▶ **ABOUT THIS EXERCISE**
Output exactly, with nothing added, the entries from the first line through the line with "Where can the blond".
════════════════
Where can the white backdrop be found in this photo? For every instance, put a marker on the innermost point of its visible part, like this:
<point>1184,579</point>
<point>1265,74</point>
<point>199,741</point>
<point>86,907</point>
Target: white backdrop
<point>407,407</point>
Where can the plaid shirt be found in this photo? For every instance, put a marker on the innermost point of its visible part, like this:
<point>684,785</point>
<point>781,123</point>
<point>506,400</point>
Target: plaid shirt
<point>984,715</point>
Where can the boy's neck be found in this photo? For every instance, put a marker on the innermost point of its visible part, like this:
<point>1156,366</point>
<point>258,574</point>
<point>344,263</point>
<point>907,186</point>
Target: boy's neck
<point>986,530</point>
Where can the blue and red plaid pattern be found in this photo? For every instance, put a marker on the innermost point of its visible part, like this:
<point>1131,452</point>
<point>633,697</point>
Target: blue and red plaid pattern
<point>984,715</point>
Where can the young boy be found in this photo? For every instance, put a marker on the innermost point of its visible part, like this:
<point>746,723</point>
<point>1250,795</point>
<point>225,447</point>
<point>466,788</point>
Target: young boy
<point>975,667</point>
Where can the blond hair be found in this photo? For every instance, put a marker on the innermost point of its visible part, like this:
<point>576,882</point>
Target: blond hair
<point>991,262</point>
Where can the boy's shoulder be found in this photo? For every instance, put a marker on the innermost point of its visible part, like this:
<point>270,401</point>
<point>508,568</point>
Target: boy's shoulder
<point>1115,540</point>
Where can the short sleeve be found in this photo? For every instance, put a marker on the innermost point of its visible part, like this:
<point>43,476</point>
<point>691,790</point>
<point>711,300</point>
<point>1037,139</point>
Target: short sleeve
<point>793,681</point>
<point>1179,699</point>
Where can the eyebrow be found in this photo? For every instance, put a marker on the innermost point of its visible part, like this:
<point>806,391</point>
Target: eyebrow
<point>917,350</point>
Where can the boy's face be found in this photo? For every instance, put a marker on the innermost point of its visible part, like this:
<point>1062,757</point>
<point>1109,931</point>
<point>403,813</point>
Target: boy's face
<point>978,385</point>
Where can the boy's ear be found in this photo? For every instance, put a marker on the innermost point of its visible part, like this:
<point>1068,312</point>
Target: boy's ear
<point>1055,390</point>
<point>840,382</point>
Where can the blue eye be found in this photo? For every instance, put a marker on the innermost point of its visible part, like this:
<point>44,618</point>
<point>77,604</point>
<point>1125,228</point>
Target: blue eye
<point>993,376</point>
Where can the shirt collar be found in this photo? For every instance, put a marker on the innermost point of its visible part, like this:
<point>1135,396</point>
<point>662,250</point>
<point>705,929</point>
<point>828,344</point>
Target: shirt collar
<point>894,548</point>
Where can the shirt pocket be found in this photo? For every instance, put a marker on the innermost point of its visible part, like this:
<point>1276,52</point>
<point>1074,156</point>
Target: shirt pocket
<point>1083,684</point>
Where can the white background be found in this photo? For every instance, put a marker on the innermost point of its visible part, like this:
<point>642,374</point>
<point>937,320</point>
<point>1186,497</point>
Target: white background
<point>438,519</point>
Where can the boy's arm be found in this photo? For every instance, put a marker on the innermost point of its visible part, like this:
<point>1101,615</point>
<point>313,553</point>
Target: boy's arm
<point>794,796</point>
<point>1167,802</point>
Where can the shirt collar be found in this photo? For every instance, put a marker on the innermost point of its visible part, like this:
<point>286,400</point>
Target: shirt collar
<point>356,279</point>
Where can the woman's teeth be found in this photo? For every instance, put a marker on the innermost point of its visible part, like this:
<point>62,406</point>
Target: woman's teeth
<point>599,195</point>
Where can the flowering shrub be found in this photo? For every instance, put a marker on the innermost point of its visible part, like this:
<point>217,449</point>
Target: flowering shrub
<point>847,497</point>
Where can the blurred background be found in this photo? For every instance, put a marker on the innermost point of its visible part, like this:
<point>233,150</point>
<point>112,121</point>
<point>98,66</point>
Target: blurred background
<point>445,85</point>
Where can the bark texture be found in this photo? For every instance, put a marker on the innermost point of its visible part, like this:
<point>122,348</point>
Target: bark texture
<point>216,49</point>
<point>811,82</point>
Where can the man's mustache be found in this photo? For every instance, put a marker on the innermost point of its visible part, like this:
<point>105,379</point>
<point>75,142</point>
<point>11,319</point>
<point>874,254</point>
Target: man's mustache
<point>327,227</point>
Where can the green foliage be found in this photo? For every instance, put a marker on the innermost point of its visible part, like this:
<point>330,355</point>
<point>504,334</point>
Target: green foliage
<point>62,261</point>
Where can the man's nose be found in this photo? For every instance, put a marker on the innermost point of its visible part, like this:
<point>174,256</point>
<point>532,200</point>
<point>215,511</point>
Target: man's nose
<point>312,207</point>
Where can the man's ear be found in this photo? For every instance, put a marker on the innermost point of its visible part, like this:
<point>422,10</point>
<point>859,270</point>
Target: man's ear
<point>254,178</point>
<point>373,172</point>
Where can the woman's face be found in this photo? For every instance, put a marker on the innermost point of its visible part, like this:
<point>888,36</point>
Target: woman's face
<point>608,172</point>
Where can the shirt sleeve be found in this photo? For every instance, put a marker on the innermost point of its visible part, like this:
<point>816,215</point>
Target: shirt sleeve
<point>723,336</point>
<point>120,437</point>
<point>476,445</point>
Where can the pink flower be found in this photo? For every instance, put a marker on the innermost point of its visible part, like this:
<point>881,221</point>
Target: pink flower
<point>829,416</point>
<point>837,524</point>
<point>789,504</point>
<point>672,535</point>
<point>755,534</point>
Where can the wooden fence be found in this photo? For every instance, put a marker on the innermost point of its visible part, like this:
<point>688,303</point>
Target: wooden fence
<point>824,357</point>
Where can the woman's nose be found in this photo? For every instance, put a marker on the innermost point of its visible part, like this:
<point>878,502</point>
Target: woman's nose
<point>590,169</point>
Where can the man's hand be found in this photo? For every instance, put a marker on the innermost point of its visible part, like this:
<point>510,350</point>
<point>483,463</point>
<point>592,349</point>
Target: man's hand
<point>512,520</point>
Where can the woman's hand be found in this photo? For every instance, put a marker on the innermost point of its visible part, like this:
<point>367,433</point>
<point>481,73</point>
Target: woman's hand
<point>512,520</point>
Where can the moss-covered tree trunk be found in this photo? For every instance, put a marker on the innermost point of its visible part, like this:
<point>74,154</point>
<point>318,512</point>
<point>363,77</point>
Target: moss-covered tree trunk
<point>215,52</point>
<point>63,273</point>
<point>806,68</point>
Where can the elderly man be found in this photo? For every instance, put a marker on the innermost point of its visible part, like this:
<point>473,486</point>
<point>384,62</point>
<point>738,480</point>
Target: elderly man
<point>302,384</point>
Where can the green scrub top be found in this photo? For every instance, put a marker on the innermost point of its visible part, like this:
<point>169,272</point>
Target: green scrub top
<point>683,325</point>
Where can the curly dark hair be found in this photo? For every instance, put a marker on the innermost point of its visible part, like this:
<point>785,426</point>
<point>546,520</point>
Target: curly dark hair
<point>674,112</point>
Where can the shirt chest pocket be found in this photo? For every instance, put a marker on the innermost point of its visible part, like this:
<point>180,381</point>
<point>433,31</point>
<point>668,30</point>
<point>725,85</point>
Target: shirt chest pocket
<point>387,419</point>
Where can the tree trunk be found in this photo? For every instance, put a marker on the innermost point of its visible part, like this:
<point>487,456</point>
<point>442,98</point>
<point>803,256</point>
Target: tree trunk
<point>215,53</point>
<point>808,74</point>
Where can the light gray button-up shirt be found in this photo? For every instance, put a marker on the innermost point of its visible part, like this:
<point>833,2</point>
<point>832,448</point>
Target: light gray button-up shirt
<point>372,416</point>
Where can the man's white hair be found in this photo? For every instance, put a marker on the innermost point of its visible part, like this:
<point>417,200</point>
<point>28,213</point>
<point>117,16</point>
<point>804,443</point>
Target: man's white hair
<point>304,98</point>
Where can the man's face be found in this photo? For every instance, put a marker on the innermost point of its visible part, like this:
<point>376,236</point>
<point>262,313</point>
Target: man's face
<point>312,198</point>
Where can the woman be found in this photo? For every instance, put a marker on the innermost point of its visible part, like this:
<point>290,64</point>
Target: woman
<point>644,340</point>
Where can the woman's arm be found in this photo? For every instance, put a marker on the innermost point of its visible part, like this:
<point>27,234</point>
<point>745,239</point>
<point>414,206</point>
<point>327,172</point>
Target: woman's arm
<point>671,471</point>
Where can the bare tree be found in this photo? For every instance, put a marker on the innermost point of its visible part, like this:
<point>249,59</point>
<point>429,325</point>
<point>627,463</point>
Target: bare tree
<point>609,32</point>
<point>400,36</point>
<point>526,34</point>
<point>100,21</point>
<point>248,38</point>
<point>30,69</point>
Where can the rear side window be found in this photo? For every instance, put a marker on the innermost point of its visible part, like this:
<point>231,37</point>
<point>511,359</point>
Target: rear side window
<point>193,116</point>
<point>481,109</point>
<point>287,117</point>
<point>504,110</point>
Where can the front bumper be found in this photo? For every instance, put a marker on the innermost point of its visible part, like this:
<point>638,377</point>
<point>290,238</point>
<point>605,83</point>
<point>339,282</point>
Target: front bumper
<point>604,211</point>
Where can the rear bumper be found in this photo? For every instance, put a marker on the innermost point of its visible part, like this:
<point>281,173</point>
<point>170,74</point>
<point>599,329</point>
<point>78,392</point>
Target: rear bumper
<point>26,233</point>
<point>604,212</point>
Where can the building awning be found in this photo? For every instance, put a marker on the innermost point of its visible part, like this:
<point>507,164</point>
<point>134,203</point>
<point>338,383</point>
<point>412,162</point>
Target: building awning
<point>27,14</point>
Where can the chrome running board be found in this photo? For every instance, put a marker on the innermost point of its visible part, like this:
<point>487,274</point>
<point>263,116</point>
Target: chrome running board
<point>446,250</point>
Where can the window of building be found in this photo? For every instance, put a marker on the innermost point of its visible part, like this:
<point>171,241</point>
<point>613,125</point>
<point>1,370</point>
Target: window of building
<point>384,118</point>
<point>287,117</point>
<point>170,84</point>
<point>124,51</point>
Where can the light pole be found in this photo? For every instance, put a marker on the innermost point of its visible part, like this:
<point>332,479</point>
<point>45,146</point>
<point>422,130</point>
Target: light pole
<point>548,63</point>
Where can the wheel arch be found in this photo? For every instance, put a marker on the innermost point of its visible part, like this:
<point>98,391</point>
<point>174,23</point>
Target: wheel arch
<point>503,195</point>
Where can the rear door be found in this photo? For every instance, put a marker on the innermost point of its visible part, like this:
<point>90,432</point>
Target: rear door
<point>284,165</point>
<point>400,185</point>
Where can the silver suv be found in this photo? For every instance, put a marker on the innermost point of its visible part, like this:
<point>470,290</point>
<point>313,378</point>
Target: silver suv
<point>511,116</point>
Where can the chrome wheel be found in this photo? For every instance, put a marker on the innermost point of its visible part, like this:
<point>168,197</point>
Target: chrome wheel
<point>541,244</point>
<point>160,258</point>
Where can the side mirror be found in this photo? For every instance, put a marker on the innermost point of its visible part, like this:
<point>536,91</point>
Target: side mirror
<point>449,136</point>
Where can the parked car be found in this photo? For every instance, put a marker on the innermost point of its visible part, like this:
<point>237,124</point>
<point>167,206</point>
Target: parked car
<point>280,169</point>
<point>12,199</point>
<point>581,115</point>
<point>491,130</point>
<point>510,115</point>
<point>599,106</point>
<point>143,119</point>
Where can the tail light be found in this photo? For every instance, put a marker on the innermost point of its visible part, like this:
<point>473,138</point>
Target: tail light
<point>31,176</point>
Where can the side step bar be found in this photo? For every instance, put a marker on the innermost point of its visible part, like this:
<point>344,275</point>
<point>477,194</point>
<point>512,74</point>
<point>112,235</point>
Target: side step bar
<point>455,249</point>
════════════════
▶ **OUTPUT FOR THIS EXERCISE**
Where can the white backdrop be found in this photo? For every instance, put a marker on the innermost point of its visible part, like this:
<point>1184,579</point>
<point>1265,74</point>
<point>199,741</point>
<point>86,907</point>
Target: white backdrop
<point>407,407</point>
Where can the plaid shirt be found in this photo? For every instance, put a marker on the innermost point of its visible part, like this:
<point>684,785</point>
<point>781,123</point>
<point>506,400</point>
Target: plaid shirt
<point>984,715</point>
Where can the boy's neck be found in this photo? For every instance, put a marker on the innermost point of its visible part, like this:
<point>1156,366</point>
<point>258,574</point>
<point>344,263</point>
<point>907,186</point>
Target: boy's neck
<point>986,530</point>
Where can the blue and red plaid pattern be found in this photo? For every instance, put a marker on the innermost point of its visible part, like this:
<point>1131,452</point>
<point>633,697</point>
Target: blue and red plaid pattern
<point>984,715</point>
Where can the young boy be found in this photo? For every instance, put a marker on the innermost point of its visible part, like this:
<point>746,723</point>
<point>1250,795</point>
<point>225,447</point>
<point>466,788</point>
Target: young boy
<point>975,667</point>
Where can the blond hair be found in this photo? For every instance, put a marker on the innermost point of its visible part, like this:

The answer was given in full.